AIM OF THE TASK ▸ Return the rows below unchanged, starting with the line that contains "--detect cluster of buds --source image" and ending with the line that contains "[0,526,1080,720]", both included. Leave the pictures out of your answer.

─── SUPPLIED DATA

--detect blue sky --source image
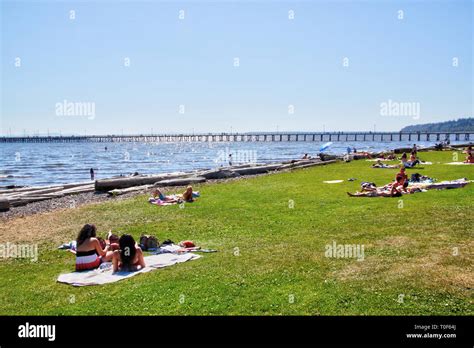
[0,0,473,135]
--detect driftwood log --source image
[232,164,282,175]
[199,168,240,180]
[107,185,153,196]
[154,176,206,186]
[95,173,193,191]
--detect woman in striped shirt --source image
[76,224,113,271]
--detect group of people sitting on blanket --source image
[76,224,145,272]
[347,167,420,197]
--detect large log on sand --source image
[199,168,240,180]
[232,163,282,175]
[155,176,206,186]
[107,185,153,196]
[0,198,10,211]
[280,160,337,169]
[95,173,193,191]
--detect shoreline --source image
[0,171,283,222]
[0,144,472,222]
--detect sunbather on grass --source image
[390,167,408,195]
[464,146,474,163]
[76,224,113,271]
[112,234,145,272]
[152,188,179,203]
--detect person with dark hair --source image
[76,224,113,271]
[390,167,408,196]
[112,234,145,272]
[464,145,474,163]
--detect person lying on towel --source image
[76,224,113,271]
[112,234,145,272]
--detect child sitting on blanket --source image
[112,234,145,272]
[76,224,113,271]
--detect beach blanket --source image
[372,164,400,169]
[58,253,201,286]
[148,198,178,206]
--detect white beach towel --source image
[58,253,201,286]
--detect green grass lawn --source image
[0,152,474,315]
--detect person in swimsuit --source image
[112,234,145,272]
[76,224,113,271]
[390,167,408,195]
[183,186,194,202]
[464,146,474,163]
[150,188,179,203]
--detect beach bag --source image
[140,235,159,251]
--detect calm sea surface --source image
[0,142,462,186]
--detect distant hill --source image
[401,117,474,132]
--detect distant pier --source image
[0,131,474,143]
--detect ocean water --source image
[0,141,462,186]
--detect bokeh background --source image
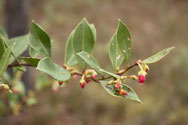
[0,0,188,125]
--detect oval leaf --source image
[90,24,97,41]
[77,52,120,79]
[37,57,71,81]
[100,81,142,103]
[77,51,103,74]
[73,18,95,68]
[7,35,29,63]
[65,31,78,66]
[109,34,124,70]
[29,22,51,57]
[0,27,8,38]
[21,57,40,67]
[29,46,39,57]
[0,45,14,77]
[117,20,131,64]
[142,47,175,64]
[0,35,5,60]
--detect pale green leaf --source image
[77,51,120,79]
[65,31,78,66]
[29,47,39,57]
[0,45,14,77]
[77,51,103,74]
[0,35,5,60]
[73,18,95,68]
[7,35,29,64]
[109,33,124,70]
[0,27,8,38]
[142,47,175,64]
[29,22,51,57]
[90,24,97,41]
[117,20,131,64]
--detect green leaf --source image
[0,35,5,60]
[29,22,51,57]
[37,57,71,81]
[77,51,120,79]
[142,47,175,64]
[65,31,78,66]
[90,24,97,41]
[7,35,29,64]
[0,45,14,77]
[73,18,95,68]
[29,47,39,57]
[35,73,52,91]
[21,57,40,67]
[0,27,8,38]
[77,51,103,74]
[117,20,131,64]
[100,81,142,103]
[109,34,124,70]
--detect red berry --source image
[84,77,89,84]
[80,83,85,88]
[58,81,63,85]
[92,75,97,79]
[145,68,149,72]
[138,75,146,84]
[115,82,121,89]
[119,89,128,95]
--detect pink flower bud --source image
[115,82,121,89]
[80,82,85,88]
[92,75,97,79]
[58,81,63,86]
[138,70,146,85]
[142,64,149,73]
[84,77,89,84]
[119,89,128,95]
[145,68,149,72]
[138,75,146,84]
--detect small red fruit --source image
[92,75,97,79]
[80,82,85,89]
[58,81,63,86]
[138,70,146,85]
[145,68,149,72]
[84,77,89,84]
[115,82,121,89]
[119,89,128,95]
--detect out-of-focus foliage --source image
[0,0,188,125]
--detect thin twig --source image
[8,63,35,67]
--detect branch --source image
[8,63,35,67]
[72,61,139,83]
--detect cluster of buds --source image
[109,79,128,95]
[138,63,149,85]
[80,69,97,88]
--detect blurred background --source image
[0,0,188,125]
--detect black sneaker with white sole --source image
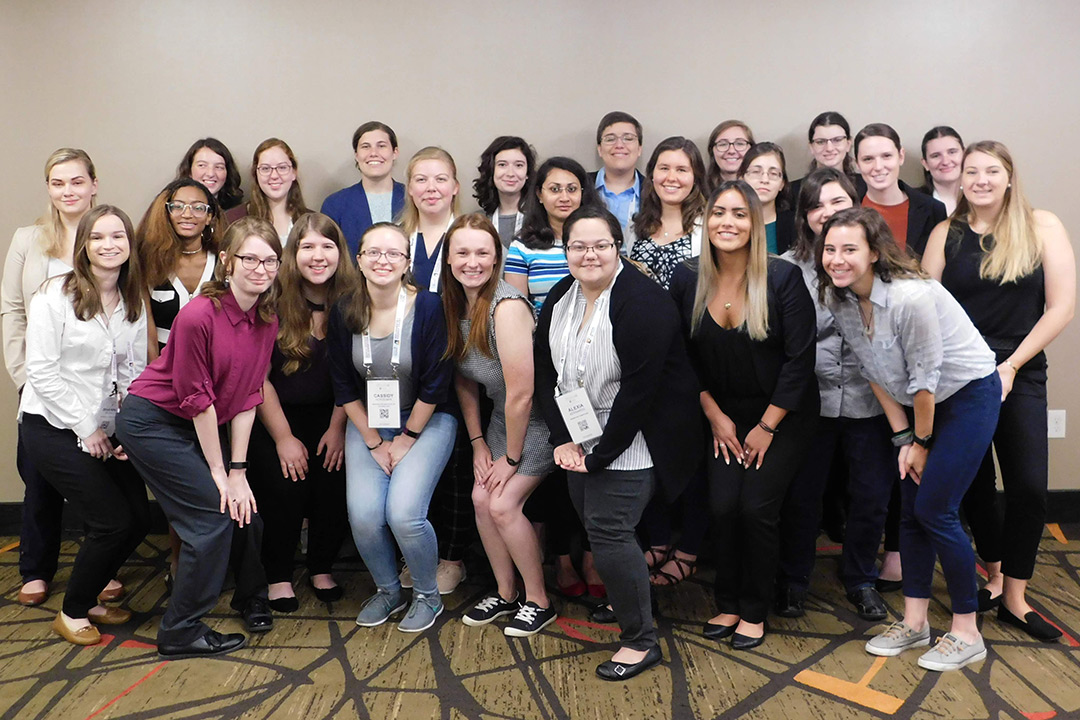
[503,601,558,638]
[461,593,522,627]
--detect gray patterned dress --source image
[457,280,555,476]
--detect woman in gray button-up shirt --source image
[815,208,1001,670]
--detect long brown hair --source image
[64,205,146,323]
[135,177,222,287]
[247,137,311,222]
[440,213,502,363]
[199,216,281,323]
[278,213,357,375]
[341,222,416,335]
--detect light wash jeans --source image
[345,412,458,596]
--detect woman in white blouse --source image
[19,205,150,644]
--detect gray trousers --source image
[566,467,657,650]
[117,395,267,644]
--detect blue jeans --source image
[345,412,458,595]
[900,370,1001,614]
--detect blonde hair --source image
[949,140,1042,285]
[690,180,769,341]
[401,145,461,240]
[37,148,97,258]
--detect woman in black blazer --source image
[671,180,819,650]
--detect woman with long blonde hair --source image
[922,140,1076,640]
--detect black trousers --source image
[115,395,267,644]
[247,405,349,583]
[23,415,150,617]
[706,400,819,623]
[963,367,1049,580]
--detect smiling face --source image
[86,215,131,273]
[922,137,963,185]
[706,189,753,253]
[447,227,497,294]
[256,146,296,202]
[807,181,855,235]
[652,150,694,205]
[810,125,851,171]
[356,130,397,180]
[46,160,97,220]
[855,136,904,192]
[190,148,229,198]
[356,228,408,287]
[408,159,459,217]
[296,231,340,285]
[491,148,529,195]
[821,225,878,297]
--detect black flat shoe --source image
[731,631,765,650]
[848,585,889,621]
[240,597,273,633]
[701,623,739,640]
[158,630,247,660]
[998,603,1062,642]
[267,597,300,612]
[596,646,664,682]
[978,587,1012,614]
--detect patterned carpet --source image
[0,526,1080,720]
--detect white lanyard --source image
[408,215,454,293]
[360,286,408,378]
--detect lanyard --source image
[555,281,611,397]
[360,286,408,378]
[408,215,454,293]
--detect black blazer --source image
[671,257,821,416]
[859,180,948,258]
[534,260,704,501]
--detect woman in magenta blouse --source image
[117,218,281,658]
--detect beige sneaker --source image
[436,560,465,595]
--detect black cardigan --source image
[671,257,821,415]
[534,260,704,500]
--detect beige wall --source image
[0,0,1080,502]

──────

RESPONSE TO THIS EXERCISE ▸
--detect cluster of buds --source image
[109,79,128,95]
[138,63,149,85]
[80,69,97,88]
--detect blurred background --source image
[0,0,188,125]
--detect black sneaker with white sole --source image
[503,601,558,638]
[461,593,522,627]
--detect gray patterned dress --source image
[457,280,555,476]
--detect woman in gray button-up shirt --source image
[815,208,1001,670]
--detect long brown hair --source image
[64,205,146,323]
[135,177,222,287]
[247,137,311,222]
[440,213,502,363]
[199,216,281,323]
[278,213,357,375]
[341,222,416,335]
--detect light wash jeans --source image
[345,412,458,596]
--detect woman in white blouse --source image
[19,205,150,644]
--detect gray trousers --source image
[566,467,657,650]
[117,395,267,644]
--detect blue jeans --source image
[345,412,458,595]
[900,370,1001,614]
--detect blonde hair --source image
[949,140,1042,285]
[690,180,769,341]
[401,145,461,240]
[37,148,97,258]
--detect woman in black blazer --source image
[671,180,819,650]
--detect woman with long blonde hair --source image
[922,140,1076,640]
--detect black trousers --source image
[115,395,267,644]
[247,405,349,583]
[23,415,150,617]
[706,400,819,623]
[963,367,1049,580]
--detect smiling face --source image
[86,215,131,273]
[922,137,963,185]
[706,189,753,253]
[447,227,497,294]
[256,146,296,202]
[807,181,855,235]
[652,150,694,205]
[810,125,851,171]
[356,130,397,180]
[46,160,97,220]
[855,136,904,192]
[190,148,229,198]
[356,228,408,287]
[408,159,459,217]
[296,231,340,285]
[491,148,529,195]
[821,225,878,297]
--detect black flat shoe --source image
[731,631,765,650]
[848,585,889,621]
[240,597,273,633]
[701,623,739,640]
[158,630,247,660]
[998,603,1062,642]
[267,597,300,612]
[596,646,664,682]
[978,587,1012,614]
--detect patterned carpet --source image
[0,526,1080,720]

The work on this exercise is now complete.